EXERCISE GOAL:
Pick out each line in the items below that contains the word "suitcase" and copy it.

— start ROWS —

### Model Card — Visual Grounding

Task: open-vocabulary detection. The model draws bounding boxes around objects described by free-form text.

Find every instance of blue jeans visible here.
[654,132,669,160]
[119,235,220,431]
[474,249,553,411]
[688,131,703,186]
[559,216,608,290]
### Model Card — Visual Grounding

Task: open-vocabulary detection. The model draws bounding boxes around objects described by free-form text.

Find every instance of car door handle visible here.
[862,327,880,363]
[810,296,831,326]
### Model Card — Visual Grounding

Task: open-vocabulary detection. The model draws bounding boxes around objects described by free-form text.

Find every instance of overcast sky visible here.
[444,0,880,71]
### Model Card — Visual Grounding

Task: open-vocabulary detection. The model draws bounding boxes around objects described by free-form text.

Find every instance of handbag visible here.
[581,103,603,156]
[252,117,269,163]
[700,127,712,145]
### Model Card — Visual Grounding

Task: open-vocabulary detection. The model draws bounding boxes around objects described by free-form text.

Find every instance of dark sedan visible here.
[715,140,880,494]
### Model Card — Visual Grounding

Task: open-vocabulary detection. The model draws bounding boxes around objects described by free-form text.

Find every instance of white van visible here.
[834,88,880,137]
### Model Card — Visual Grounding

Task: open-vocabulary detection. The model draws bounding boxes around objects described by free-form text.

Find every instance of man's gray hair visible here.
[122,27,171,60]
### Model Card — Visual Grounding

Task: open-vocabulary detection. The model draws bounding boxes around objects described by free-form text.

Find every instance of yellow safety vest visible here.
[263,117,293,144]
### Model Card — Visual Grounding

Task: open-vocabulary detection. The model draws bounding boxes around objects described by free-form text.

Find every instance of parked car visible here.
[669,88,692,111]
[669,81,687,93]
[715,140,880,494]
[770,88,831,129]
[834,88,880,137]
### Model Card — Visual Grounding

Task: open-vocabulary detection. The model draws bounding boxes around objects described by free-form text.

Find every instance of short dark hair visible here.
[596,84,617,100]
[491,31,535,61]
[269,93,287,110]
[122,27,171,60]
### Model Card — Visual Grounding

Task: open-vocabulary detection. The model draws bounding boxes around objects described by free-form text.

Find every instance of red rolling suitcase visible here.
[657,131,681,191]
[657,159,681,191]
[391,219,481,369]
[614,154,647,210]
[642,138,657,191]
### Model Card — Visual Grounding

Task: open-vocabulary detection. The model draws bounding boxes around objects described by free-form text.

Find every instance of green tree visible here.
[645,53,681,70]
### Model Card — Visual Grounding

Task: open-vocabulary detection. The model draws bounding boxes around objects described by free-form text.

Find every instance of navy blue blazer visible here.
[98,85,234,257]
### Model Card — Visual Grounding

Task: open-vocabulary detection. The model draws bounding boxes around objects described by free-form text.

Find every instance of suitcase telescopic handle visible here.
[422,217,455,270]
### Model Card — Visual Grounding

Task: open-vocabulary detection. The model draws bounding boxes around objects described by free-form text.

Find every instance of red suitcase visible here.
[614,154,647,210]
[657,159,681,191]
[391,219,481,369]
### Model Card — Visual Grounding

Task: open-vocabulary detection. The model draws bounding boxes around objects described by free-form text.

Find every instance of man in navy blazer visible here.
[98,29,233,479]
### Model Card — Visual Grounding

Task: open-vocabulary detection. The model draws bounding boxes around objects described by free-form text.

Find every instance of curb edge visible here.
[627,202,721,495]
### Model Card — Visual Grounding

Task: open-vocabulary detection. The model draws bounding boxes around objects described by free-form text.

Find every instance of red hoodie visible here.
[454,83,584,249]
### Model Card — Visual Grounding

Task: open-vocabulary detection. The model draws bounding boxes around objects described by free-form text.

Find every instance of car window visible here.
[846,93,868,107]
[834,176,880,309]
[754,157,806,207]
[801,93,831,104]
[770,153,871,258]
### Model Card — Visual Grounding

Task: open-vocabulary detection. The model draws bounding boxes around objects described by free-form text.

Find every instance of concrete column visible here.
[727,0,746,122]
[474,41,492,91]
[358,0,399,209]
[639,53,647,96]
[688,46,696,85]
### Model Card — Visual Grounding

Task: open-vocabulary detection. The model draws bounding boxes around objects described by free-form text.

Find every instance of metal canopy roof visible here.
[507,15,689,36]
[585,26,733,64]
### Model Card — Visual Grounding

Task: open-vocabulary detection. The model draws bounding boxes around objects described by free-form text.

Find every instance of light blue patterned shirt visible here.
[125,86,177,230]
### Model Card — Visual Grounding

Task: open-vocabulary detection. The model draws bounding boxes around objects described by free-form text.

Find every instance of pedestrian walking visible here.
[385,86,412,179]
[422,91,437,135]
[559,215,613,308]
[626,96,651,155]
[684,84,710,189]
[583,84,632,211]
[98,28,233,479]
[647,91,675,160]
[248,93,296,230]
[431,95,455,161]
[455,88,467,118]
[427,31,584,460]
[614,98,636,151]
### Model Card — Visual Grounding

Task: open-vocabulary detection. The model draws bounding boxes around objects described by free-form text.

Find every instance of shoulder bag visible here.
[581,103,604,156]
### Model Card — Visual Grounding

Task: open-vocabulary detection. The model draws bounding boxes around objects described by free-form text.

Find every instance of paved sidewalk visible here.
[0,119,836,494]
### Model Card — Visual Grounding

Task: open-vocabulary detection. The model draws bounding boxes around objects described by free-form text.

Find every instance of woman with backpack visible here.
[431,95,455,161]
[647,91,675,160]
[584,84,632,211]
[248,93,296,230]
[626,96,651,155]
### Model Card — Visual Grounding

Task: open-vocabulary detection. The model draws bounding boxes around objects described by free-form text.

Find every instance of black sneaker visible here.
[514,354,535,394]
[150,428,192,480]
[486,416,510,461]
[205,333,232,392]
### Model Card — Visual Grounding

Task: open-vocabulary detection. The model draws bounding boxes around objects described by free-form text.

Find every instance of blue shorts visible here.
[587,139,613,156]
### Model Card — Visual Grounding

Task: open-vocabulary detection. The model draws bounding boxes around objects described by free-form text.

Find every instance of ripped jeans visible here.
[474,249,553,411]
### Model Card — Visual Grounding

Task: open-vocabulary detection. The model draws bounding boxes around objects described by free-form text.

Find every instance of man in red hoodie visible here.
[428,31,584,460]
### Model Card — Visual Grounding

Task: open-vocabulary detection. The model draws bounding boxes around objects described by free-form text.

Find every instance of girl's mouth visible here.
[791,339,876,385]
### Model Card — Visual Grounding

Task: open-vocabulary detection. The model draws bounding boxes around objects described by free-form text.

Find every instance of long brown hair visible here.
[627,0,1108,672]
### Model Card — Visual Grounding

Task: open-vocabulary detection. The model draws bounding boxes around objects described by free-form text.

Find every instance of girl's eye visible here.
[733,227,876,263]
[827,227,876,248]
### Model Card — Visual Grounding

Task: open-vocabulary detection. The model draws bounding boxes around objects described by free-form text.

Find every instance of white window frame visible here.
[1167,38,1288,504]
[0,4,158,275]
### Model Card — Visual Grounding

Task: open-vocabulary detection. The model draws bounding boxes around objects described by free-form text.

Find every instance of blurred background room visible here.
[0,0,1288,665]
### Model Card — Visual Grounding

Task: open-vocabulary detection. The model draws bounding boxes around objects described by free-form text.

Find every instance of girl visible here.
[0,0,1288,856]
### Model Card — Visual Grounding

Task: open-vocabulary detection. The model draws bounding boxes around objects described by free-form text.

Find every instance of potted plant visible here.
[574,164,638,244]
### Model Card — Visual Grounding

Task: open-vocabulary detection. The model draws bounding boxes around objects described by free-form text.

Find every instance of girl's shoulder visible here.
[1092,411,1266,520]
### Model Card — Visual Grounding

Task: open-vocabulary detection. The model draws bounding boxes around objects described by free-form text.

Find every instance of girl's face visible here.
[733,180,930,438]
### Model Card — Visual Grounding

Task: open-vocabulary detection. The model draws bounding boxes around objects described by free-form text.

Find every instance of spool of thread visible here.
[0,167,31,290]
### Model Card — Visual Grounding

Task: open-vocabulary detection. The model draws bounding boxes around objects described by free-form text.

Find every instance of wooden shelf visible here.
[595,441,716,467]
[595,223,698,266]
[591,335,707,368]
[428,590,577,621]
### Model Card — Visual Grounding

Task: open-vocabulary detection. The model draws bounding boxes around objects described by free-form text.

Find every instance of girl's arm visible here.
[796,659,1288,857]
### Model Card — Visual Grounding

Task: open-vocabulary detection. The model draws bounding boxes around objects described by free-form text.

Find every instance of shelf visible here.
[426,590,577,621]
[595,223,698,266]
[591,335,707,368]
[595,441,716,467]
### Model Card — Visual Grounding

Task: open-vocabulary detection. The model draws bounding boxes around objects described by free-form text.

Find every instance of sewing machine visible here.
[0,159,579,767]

— end ROWS —

RESULT:
Find every instance of red rolling suitcase visible here.
Find every instance of suitcase telescopic handle visible here.
Find every instance of red suitcase visible here.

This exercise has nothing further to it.